■ **Problem to solve**: What is needed is an exact copy of the data that follows.

■ **Data excerpts**:
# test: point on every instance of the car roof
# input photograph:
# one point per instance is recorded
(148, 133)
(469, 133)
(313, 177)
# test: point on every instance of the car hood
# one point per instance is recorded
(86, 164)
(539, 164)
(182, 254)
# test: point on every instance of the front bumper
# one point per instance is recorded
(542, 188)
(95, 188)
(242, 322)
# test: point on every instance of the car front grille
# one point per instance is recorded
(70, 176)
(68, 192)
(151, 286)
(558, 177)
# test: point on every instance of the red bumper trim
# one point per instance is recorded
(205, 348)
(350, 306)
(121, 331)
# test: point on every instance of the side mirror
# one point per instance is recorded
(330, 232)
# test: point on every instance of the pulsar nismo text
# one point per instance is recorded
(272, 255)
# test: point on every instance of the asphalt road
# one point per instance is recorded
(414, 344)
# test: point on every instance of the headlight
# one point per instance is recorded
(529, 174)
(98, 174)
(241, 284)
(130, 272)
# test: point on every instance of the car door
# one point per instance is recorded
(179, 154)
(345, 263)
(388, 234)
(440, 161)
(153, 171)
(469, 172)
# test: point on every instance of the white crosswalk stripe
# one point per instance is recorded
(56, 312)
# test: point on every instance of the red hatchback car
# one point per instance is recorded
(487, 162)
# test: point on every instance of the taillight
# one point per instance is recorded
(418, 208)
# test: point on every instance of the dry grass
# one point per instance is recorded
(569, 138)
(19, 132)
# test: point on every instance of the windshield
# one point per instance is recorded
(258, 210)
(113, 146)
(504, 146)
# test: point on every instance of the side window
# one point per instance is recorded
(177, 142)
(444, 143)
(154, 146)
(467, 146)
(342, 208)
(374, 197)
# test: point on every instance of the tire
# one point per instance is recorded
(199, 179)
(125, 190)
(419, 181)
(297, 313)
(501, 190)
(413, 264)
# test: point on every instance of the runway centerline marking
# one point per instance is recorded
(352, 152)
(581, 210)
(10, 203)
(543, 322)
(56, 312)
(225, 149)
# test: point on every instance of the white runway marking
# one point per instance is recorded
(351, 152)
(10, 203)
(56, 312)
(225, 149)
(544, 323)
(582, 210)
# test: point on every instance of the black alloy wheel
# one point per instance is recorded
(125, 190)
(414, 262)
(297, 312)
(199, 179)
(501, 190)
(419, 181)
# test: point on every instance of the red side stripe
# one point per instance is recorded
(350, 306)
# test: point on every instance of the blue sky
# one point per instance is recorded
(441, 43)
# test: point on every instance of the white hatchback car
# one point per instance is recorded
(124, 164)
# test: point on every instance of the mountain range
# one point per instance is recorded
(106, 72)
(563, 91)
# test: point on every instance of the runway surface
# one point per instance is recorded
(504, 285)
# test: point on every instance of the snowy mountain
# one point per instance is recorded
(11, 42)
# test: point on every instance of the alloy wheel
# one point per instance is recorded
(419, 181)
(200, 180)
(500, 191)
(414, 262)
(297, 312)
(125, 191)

■ **Output for this exercise**:
# test: point on every instance of the car roof
# input photograph:
# one point per instance is recorded
(148, 133)
(469, 133)
(313, 177)
# test: point on every instance of the car hood
# one point per instance is recorded
(86, 164)
(539, 164)
(182, 254)
# test: point on every instance of the front bumper
# one point per instance is recorded
(542, 188)
(95, 188)
(242, 322)
# test: point on every instance of the car front grille
# one point per instance is recorded
(70, 176)
(68, 192)
(151, 286)
(558, 177)
# test: point on every instance of the red bumper trim
# one point per instance is recorded
(205, 348)
(350, 306)
(121, 331)
# test: point on every instance of the side mirror
# one point per instance is recorded
(330, 232)
# test: point on every instance of the pulsar nismo text
# one point per instance is recorded
(272, 255)
# test: point on every instance of the asphalt road
# one point per instance is recorded
(414, 344)
# test: point on every instance of the headlight
# one point per instance is recorded
(529, 174)
(98, 174)
(241, 284)
(130, 272)
# test: point on every instance of the car door
# one point per instance is recorded
(179, 154)
(345, 263)
(388, 234)
(440, 161)
(153, 171)
(469, 172)
# test: point on every instance of the white crosswalk stripe
# one point per instance is recorded
(56, 312)
# test: point on every instance of the red hatchback car
# one point per instance is recorded
(487, 162)
# test: point on every instance of the taillight
# one point per instance is recorded
(418, 208)
# test: point on every instance of the dry grass
# one point per instance is recorded
(569, 138)
(19, 132)
# test: point on every instance of the windshield
# one point per instance is recorded
(258, 210)
(113, 146)
(504, 146)
# test: point on every instance of the side window
# one point per instance is recorded
(177, 142)
(444, 143)
(154, 146)
(467, 146)
(342, 208)
(374, 197)
# test: point on every instance of the tire
# one point per instance is recorded
(199, 179)
(125, 190)
(419, 181)
(297, 313)
(501, 190)
(413, 264)
# test: point on every instance of the runway centerline marking
# one point per instance is recorded
(352, 152)
(581, 210)
(10, 203)
(543, 322)
(56, 312)
(225, 149)
# test: point on every instance of the white runway marking
# one point per instance is recorded
(351, 152)
(10, 203)
(56, 312)
(225, 149)
(544, 323)
(582, 210)
# test: point on every instance of the black alloy wheel
# one point per instance is recorded
(125, 190)
(414, 262)
(297, 312)
(199, 179)
(501, 190)
(419, 181)
# test: point on every instance of the red side stripe
# one point per instance is recorded
(350, 306)
# test: point on every instance of the blue sky
# one point per instance is recorded
(441, 43)
# test: point on every instance of the white hatchback car
# one point per instance is recorded
(124, 164)
# test: point on every instance of the mountain range
# one point per instance is recorded
(106, 72)
(563, 91)
# test: point on every instance of the runway surface
# one point per instance is recorded
(504, 285)
# test: point on every instance of the snowy mountain
# one point per instance is recorded
(11, 42)
# test: point on every instance of the alloy wheel
# one point per instance is recorded
(419, 181)
(200, 180)
(500, 191)
(414, 262)
(297, 312)
(125, 191)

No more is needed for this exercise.